--- WORK TO COMPLETE ---
From the rows below, pull out each one that contains the string "then" and copy it unchanged. Treat the match as case-sensitive.

[start GIVEN RECORDS]

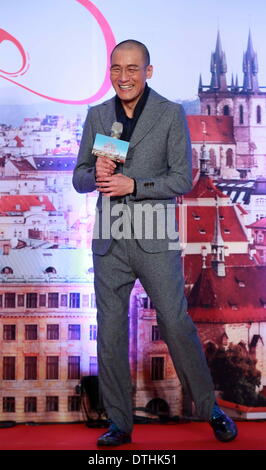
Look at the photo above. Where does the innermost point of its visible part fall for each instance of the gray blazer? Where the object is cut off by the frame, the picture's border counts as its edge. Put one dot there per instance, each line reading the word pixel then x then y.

[end GIVEN RECORDS]
[start GIVEN RECORDS]

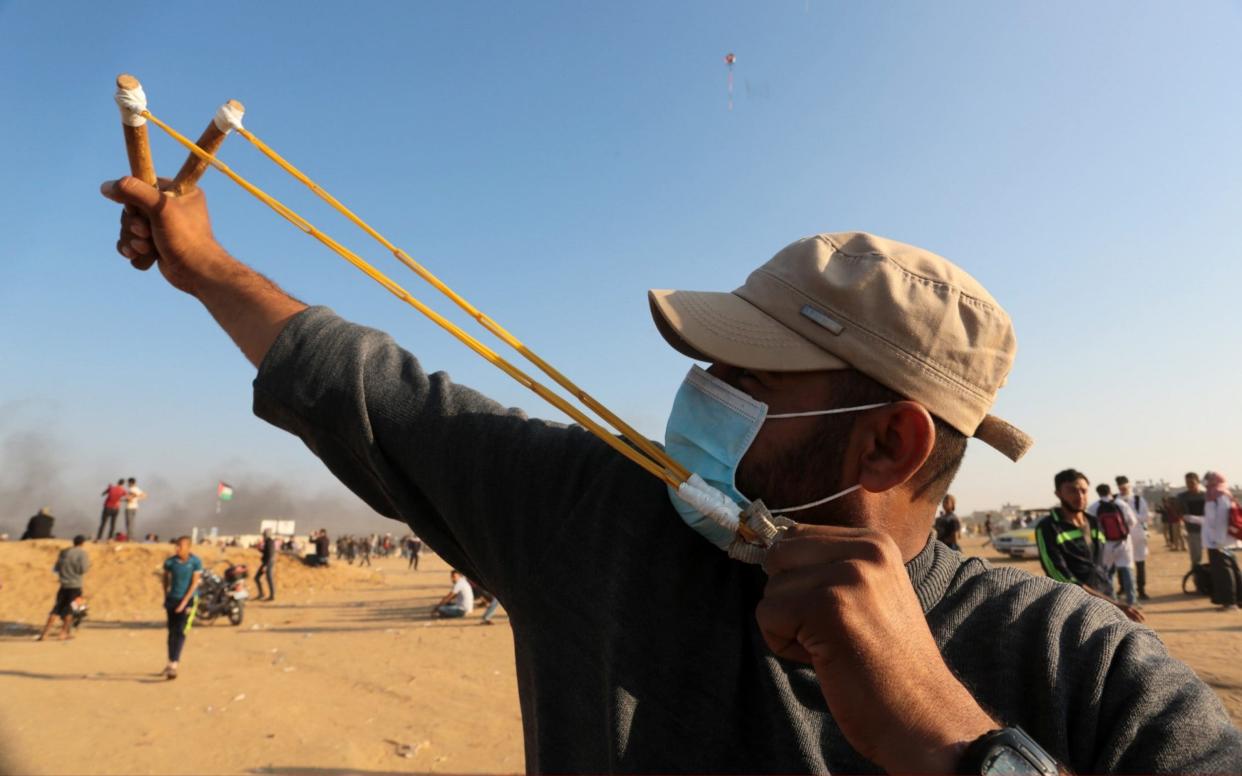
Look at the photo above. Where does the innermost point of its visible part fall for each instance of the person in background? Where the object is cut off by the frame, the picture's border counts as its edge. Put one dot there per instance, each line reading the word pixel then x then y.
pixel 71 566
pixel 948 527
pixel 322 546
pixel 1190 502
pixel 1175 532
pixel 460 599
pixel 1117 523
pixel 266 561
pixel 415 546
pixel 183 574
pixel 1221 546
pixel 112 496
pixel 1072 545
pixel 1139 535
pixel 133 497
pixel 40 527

[end GIVEN RECORDS]

--- SOLUTION FOR THIS TASK ---
Look at the photo above. Where does the innermost point of its visible part fall for each instance of the gray blazer? Where the object is cut off by the frame, the picture's border counts as its edge. Put one dot there per instance, each line reading the word pixel then x then y.
Look at the photo above. Where does the innermost point of its visible part fall for each instance of the person in background? Where the object is cut off by the frame, the picture's border counts as its edge. Put one dot there per instance, each line reading the word pixel then x then y.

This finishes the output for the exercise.